## Exercises
**a.** In the passage on incremental constraint rewriting, what is the MicroZinc interpreter extended to be able to do?
**b.** Resume the passage on incremental constraint rewriting after its final sentence.

## Text under study
════════════════

Therefore, the implication in \lref{line:6:x1:end} is not activated, leaving \mzninline{x[1]} unconstrained.
The \gls{neighbourhood} \constraints{} are effectively switched off.

When the \solver{} \glspl{restart}, all the special \glspl{propagator} are re-executed.
Now \mzninline{s} is not one, and \mzninline{b1} is \gls{fixed} to \true{}.
The \mzninline{float_random} \gls{propagator} assigns \mzninline{rnd1} a new random value and, depending on whether it is greater than \mzninline{0.2}, the Boolean \variables{} \mzninline{b2}, and consequently \mzninline{b3} are assigned.
If \mzninline{b3} is set to \true{}, the \constraint{} in \lref{line:6:x1:end} becomes active and assigns \mzninline{x[1]} to its value in the previous \gls{sol}.

Furthermore, it is not strictly necessary to guard \mzninline{int_uniform} against being invoked before the first \gls{sol} is found.
The \mzninline{sol} \constraints{} will simply not propagate anything until the first \gls{sol} is recorded, but we use this simple example to illustrate how these Boolean conditions are rewritten and evaluated.

In \cref{sec:inc-experiments} we assess the performance of \gls{rbmo}, which can be used when supported by the target \solver{}.
In the next section, we discuss how \gls{meta-optimization} can still be efficiently applied even without an extended \solver{}, through the use of \gls{incremental-rewriting}.

\section{An Incremental Constraint Modelling Interface}%
\label{sec:inc-incremental-compilation}

A common approach to implementing \gls{meta-optimization} algorithms using \cmls{} is through \gls{incremental-rewriting}.
We allow an \gls{meta-optimization} algorithm, implemented in \minisearch{} or a scripting language, to make incremental changes to an \instance{} of a \cmodel{}.
To solve these changing \instances{}, they have to be rewritten repeatedly to \glspl{slv-mod}.

In this section we extend our architecture with an incremental constraint modelling interface that accommodates \gls{incremental-rewriting}.
Changes that are made using this interface will require only minimal additional \gls{rewriting}.

The \microzinc{} \interpreter{} is extended to be able to \textbf{add} and \textbf{remove} \nanozinc{} \constraints{} and \variables{} from/to an existing \nanozinc{} program.
Adding new \constraints{} and \variables{} is straightforward.
\nanozinc{} is already processed one item at a time, in any order.
The new items can be added to the program, and the \gls{rewriting} can proceed as normal.

════════════════

## Information provided
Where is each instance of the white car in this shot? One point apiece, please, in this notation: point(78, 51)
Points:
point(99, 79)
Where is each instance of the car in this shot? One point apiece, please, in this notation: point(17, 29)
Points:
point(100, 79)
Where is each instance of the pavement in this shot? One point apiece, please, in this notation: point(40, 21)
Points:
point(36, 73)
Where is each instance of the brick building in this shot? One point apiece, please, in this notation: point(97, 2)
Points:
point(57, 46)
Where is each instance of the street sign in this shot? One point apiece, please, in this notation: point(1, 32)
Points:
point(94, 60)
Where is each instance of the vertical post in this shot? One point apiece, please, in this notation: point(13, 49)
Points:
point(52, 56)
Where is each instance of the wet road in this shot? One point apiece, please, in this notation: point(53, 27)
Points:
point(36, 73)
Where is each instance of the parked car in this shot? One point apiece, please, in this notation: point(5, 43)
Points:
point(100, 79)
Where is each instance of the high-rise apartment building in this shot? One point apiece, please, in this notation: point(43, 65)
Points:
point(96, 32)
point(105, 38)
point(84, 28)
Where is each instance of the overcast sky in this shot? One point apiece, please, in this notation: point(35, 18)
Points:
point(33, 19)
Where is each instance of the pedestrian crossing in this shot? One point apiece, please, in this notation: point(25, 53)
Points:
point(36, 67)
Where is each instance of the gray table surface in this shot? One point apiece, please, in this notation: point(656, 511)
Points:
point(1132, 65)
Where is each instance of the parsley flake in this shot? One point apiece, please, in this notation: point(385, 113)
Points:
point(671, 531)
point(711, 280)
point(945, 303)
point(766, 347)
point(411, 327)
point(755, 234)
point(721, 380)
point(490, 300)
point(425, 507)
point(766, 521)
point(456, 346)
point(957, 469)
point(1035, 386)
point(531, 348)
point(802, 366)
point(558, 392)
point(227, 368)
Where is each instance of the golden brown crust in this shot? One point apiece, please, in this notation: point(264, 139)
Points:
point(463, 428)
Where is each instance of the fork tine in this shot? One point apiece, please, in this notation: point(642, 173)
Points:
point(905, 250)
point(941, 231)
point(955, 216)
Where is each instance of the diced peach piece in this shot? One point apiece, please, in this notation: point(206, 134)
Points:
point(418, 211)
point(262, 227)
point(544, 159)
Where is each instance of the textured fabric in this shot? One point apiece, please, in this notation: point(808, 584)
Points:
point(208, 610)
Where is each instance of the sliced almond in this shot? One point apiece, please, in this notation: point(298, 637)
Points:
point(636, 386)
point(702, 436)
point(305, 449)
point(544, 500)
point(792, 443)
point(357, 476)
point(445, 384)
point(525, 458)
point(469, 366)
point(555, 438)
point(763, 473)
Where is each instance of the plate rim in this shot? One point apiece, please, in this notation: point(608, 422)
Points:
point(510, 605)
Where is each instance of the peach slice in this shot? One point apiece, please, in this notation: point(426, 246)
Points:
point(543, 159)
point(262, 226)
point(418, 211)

════════════════

## Answers by task
**a.** It can add and remove NanoZinc constraints and variables from/to an existing NanoZinc program.

**b.**
Removing an item, however, is not so simple.
A \variable{} can only be removed if it is not used in any \constraints{}.
And, when we remove a \constraint{}, all effects the \constraint{} had on the \nanozinc{} program have to be undone.
This includes results of \gls{propagation}, \gls{cse} and other simplifications.

\begin{example}\label{ex:inc-incremental}
	Consider the following \minizinc\ fragment:

	\begin{mzn}
		constraint x < 10;
		constraint y < x;
	\end{mzn}

	After evaluating the first \constraint{}, the \domain{} of \mzninline{x} is changed to be less than ten.
	Evaluating the second \constraint{} causes the \domain{} of \mzninline{y} to be less than nine.
	If we now, however, try to remove the first \constraint{}, then it is not just the direct inference on the \domain{} of \mzninline{x} that has to be undone.
	All consequent effects, in this case, the changes to the \domain{} of \mzninline{y}, also have to be reversed.
\end{example}

The addition of \constraints{} that can later be removed is similar to making \glspl{search-decision} in a \gls{cp} \solver{} (see \cref{subsec:back-cp}).
As such, we can support the removal of \constraints{} in reverse chronological order by \gls{backtrack}ing.
The \microzinc{} \interpreter{} maintains a \gls{trail} of the changes to be undone when a \constraint{} is removed.
The \gls{trail} records all changes to the \nanozinc{} program:

\begin{itemize}
	\item the addition or removal of new \variables{} or \constraints{},
	\item changes made to the \domains{} of \variables{},
	\item additions to the \gls{cse} table, and
	\item substitutions made due to equality \gls{propagation}.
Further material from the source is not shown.